To do:
Reproduce all records verbatim.

Stored rows:
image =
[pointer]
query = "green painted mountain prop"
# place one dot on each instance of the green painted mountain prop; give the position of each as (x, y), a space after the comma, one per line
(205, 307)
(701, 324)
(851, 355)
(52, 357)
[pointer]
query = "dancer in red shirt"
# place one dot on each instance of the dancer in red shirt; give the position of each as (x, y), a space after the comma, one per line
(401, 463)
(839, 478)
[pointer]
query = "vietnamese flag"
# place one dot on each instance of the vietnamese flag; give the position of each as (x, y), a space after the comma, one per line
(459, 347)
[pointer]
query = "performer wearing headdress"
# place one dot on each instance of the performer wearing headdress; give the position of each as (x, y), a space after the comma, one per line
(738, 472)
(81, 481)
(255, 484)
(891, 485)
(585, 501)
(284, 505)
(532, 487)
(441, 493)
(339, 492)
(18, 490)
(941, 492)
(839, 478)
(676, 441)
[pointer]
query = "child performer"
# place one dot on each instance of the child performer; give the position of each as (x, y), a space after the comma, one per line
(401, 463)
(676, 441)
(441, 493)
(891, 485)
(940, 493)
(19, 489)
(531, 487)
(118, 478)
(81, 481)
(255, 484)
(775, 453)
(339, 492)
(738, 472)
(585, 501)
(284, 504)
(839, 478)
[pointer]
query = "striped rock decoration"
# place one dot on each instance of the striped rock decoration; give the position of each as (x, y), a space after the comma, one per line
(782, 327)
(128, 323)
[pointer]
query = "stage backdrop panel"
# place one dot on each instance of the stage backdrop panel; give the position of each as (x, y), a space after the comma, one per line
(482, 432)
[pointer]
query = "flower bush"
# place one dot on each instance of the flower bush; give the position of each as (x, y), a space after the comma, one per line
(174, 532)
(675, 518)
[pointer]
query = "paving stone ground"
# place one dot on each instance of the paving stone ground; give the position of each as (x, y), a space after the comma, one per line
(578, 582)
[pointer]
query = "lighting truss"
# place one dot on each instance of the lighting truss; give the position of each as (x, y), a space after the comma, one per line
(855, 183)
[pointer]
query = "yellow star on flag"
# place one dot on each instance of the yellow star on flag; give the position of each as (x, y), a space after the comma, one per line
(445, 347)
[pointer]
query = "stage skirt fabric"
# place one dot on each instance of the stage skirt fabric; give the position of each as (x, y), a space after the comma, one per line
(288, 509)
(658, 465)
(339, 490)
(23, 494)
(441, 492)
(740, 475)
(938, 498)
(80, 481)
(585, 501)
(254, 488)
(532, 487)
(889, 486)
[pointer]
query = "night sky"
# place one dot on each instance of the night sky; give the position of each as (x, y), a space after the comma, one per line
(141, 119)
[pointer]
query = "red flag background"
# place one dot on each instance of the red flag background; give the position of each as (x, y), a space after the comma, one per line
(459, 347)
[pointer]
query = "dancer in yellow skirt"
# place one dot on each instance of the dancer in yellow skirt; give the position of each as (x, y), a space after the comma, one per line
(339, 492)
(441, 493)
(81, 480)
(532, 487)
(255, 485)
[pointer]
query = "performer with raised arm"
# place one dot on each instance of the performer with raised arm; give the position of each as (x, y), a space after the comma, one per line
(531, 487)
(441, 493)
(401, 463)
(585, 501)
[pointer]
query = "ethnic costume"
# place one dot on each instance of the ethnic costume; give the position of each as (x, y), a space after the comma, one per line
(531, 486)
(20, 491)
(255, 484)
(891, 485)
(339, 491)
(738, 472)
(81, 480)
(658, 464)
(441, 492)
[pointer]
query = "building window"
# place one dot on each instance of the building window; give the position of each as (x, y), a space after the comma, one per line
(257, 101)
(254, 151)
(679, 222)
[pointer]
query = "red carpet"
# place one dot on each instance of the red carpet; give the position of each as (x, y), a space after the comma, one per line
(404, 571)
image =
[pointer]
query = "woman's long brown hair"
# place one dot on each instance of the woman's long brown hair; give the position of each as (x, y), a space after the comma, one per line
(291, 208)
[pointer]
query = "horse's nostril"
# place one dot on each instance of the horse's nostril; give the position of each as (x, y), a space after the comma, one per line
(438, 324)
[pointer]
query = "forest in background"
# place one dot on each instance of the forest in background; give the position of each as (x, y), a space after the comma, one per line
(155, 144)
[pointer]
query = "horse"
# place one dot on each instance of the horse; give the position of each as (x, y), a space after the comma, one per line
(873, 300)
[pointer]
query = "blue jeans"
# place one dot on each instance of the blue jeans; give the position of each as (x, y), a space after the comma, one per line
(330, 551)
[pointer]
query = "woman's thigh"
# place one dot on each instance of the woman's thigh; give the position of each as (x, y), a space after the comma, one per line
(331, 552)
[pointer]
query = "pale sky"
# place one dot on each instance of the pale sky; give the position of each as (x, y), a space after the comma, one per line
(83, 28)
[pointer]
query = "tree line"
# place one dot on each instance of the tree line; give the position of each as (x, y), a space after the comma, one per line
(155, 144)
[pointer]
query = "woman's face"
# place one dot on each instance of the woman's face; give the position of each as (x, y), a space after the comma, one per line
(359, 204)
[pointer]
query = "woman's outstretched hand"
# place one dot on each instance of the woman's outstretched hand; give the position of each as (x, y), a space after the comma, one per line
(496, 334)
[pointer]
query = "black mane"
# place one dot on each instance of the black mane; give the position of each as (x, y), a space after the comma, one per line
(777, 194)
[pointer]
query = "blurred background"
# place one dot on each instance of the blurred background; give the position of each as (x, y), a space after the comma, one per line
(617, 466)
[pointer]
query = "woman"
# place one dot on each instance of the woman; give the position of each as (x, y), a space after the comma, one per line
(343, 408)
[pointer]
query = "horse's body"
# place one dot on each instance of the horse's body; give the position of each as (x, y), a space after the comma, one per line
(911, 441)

Correct answer:
image =
[pointer]
query = "green painted mountain prop"
# place one dot on each instance of the green painted mountain prop; give the position of each as (x, y), a space after the comma, one per line
(205, 307)
(701, 324)
(851, 355)
(52, 357)
[pointer]
query = "dancer in red shirt"
# place one dot on each instance of the dancer in red shirt; give the position of each as (x, y), a space after the comma, one per line
(401, 463)
(839, 478)
[pointer]
query = "vietnamese flag"
# place one dot on each instance of the vietnamese flag; give the position of each as (x, y), a space after the comma, one per line
(459, 347)
[pointer]
query = "performer wearing headdress"
# place one dot on each instance of the performer wearing headdress; give the position of each as (x, y), a space after the comma, one per line
(738, 472)
(81, 481)
(255, 484)
(891, 485)
(585, 501)
(284, 505)
(532, 487)
(441, 493)
(339, 492)
(18, 490)
(941, 492)
(839, 478)
(676, 441)
[pointer]
query = "child performer"
# place one dot on each instance of the child performer; give the position of each as (x, y), a space after the comma, one per line
(401, 463)
(676, 441)
(441, 493)
(891, 485)
(940, 493)
(19, 489)
(531, 487)
(118, 478)
(81, 481)
(255, 484)
(775, 453)
(339, 492)
(738, 472)
(585, 501)
(284, 504)
(839, 478)
[pointer]
query = "striped rock decoration"
# place one dot on each instance of the striped rock decoration; give the position of each as (x, y), a space after the comma, one per line
(782, 327)
(128, 323)
[pointer]
query = "stage backdrop panel"
# place one dot on each instance of the stage backdrop panel; give the position of each as (x, y), a space after the comma, one per line
(482, 432)
[pointer]
query = "flower bush"
# place one dot on each instance of the flower bush; give the position of each as (x, y), a space after the comma, one per line
(174, 532)
(675, 518)
[pointer]
query = "paving stone ground"
# place one dot on each instance of the paving stone ground; give the position of each as (x, y), a space after the comma, one per line
(578, 582)
[pointer]
query = "lighting truss"
# place one dot on each instance of the lighting truss; give the position of each as (x, y), a space after the comma, one per line
(855, 183)
[pointer]
query = "yellow star on flag"
# place one dot on each instance of the yellow star on flag; give the position of each as (x, y), a space after the comma, one per line
(445, 347)
[pointer]
query = "stage skirt fabric"
# place one dot on each instance of the stage skirt fabric; give the position of each as (x, y), a space after the comma, one per line
(288, 509)
(658, 465)
(339, 490)
(23, 494)
(441, 492)
(740, 475)
(938, 498)
(80, 481)
(585, 501)
(254, 488)
(532, 487)
(889, 486)
[pointer]
query = "night sky"
# place one dot on each instance of the night sky; give the position of each as (x, y), a space after the comma, one per line
(141, 119)
[pointer]
query = "red flag background"
# place one dot on each instance of the red flag background; give the position of each as (x, y), a space after the comma, one per line
(459, 347)
[pointer]
query = "dancer in yellow skirt"
# place one dot on each instance of the dancer in yellow skirt; give the position of each as (x, y), a space after the comma, one per line
(339, 492)
(441, 493)
(81, 480)
(532, 487)
(255, 485)
[pointer]
query = "performer with raised arm"
# place one dot on each instance of the performer with raised arm; give the position of each as (x, y), a space after the comma, one per line
(531, 487)
(441, 493)
(401, 463)
(585, 501)
[pointer]
query = "ethnic costume"
# place one dot on each instance of the ethnic costume; give the position of each as (x, y), a space after the comma, one per line
(531, 486)
(20, 491)
(255, 484)
(891, 485)
(339, 491)
(738, 472)
(81, 480)
(658, 464)
(441, 492)
[pointer]
query = "building window"
# place one dot on each instance of the building window; give the position of each as (x, y), a space after the comma, one per line
(257, 101)
(254, 151)
(679, 222)
[pointer]
query = "red carpet"
# place one dot on each instance of the red carpet; give the position of each as (x, y), a space after the comma, one per line
(404, 571)
image =
[pointer]
query = "woman's long brown hair"
# place one dot on each instance of the woman's long brown hair; give the position of each as (x, y), a space after the comma, one per line
(291, 208)
[pointer]
query = "horse's nostril"
# place one dot on each instance of the horse's nostril; give the position of each as (x, y), a space after the comma, one per line
(438, 324)
[pointer]
query = "forest in background"
# place one dot on each instance of the forest in background; give the position of each as (x, y), a space after the comma, one per line
(155, 144)
[pointer]
query = "horse"
# place one dot on each instance of the horse; give the position of each as (x, y), a space after the comma, one per line
(873, 300)
[pointer]
query = "blue jeans"
# place one dot on each instance of the blue jeans; give the position of each as (x, y), a space after the comma, one per line
(330, 551)
[pointer]
query = "woman's thigh"
# place one dot on each instance of the woman's thigh; give the position of each as (x, y), a space after the comma, one per line
(331, 552)
[pointer]
query = "pale sky"
# place one dot on each instance of the pale sky; give the position of each as (x, y), a space after the comma, one per line
(83, 28)
[pointer]
query = "tree line"
# place one dot on each instance of the tree line; give the position of each as (x, y), a space after the comma, one per line
(155, 144)
[pointer]
query = "woman's face"
# place one dot on each instance of the woman's face; give the position of each as (x, y), a space after the comma, one per line
(359, 204)
[pointer]
query = "woman's outstretched hand"
# place one dot on each instance of the woman's outstretched hand; give the position of each as (x, y), a space after the comma, one per line
(496, 334)
[pointer]
query = "black mane"
# place one dot on each instance of the black mane; give the position of each as (x, y), a space after the comma, one per line
(777, 194)
[pointer]
query = "blurred background"
# place one dot on each instance of the blurred background; give the position of each as (x, y), a space after the comma, one per line
(617, 466)
[pointer]
query = "woman"
# place one dot on each instance of the woman; give the position of each as (x, y), a space after the comma, one per line
(343, 408)
[pointer]
query = "horse's body"
# place one dot on each instance of the horse's body; give the position of each as (x, y), a space after the comma, one per line
(911, 441)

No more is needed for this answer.